Study material —
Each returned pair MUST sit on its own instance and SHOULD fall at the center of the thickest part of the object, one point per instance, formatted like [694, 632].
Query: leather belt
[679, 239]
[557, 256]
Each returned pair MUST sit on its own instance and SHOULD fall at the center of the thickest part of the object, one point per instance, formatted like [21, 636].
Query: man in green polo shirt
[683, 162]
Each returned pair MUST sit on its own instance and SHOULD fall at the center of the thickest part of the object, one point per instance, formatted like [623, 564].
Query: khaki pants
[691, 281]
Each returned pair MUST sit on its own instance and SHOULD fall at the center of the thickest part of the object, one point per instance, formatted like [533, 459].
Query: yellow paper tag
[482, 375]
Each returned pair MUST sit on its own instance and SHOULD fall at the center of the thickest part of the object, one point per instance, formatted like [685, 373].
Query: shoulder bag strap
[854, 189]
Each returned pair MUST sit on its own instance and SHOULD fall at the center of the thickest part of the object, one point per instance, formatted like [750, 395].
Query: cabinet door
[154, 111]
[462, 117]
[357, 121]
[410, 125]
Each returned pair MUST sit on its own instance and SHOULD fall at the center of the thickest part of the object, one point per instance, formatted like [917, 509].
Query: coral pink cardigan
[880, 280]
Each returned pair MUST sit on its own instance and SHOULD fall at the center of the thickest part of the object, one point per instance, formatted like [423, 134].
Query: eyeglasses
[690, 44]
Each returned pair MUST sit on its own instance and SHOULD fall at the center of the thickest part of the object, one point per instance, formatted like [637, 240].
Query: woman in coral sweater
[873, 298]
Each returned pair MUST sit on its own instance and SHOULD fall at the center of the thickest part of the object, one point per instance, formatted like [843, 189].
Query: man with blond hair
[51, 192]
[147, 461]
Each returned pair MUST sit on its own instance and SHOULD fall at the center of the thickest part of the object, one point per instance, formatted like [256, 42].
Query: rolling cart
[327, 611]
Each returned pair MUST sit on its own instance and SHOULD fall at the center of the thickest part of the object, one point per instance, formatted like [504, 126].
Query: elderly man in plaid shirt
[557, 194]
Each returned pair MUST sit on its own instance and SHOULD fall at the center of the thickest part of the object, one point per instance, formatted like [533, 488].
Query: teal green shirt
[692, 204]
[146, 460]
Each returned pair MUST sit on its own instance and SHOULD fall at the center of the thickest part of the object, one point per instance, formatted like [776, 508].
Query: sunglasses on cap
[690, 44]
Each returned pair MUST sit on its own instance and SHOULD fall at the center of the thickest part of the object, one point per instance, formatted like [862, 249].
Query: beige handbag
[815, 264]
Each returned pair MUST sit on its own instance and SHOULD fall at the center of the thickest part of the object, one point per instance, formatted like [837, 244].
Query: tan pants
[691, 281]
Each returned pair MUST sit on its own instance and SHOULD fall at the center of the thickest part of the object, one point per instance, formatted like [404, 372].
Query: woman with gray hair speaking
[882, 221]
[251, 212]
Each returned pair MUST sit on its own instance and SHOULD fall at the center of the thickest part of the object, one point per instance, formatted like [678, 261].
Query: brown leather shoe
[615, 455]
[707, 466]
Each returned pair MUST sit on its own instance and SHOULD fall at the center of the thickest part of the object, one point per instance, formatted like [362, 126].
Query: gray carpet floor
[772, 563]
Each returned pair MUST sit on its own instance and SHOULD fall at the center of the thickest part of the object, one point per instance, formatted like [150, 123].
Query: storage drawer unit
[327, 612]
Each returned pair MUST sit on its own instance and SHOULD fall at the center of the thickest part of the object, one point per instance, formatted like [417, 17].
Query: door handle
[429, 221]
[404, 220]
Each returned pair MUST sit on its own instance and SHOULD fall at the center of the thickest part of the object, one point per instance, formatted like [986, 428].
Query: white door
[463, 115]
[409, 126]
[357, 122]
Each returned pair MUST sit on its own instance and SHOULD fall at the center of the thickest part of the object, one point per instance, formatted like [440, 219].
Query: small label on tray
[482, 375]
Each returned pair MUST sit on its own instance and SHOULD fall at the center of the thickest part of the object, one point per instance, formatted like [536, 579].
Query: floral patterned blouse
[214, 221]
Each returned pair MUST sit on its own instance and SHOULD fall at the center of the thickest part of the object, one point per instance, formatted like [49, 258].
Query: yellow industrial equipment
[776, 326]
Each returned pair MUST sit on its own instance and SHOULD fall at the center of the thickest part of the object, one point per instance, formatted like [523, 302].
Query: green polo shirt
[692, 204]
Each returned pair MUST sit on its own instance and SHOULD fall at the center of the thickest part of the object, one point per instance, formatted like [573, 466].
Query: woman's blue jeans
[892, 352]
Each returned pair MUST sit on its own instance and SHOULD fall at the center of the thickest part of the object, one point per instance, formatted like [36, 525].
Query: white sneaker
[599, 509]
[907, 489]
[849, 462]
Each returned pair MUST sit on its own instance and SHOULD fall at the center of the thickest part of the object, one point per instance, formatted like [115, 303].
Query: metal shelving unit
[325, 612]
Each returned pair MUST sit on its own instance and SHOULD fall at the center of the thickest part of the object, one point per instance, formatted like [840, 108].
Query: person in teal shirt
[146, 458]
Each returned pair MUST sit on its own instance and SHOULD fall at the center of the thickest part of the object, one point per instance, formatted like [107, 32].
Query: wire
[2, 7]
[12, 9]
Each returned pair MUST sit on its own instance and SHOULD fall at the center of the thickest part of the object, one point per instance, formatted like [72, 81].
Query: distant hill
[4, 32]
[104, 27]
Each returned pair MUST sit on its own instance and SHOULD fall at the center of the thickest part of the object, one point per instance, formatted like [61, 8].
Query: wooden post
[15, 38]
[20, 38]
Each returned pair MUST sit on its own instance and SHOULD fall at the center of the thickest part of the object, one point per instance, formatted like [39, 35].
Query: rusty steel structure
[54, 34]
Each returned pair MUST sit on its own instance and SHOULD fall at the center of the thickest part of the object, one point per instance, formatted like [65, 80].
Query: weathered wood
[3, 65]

Directions for this task — Beginning with the line that holds "like [65, 80]." and ending with the last line of the listing, output every line exactly. Leave out everything else.

Your response —
Each returned pair MUST sit on its own instance and SHOULD fall at the center of the thickest part of the object, one point per instance, formatted like [65, 80].
Query: weathered wood
[3, 65]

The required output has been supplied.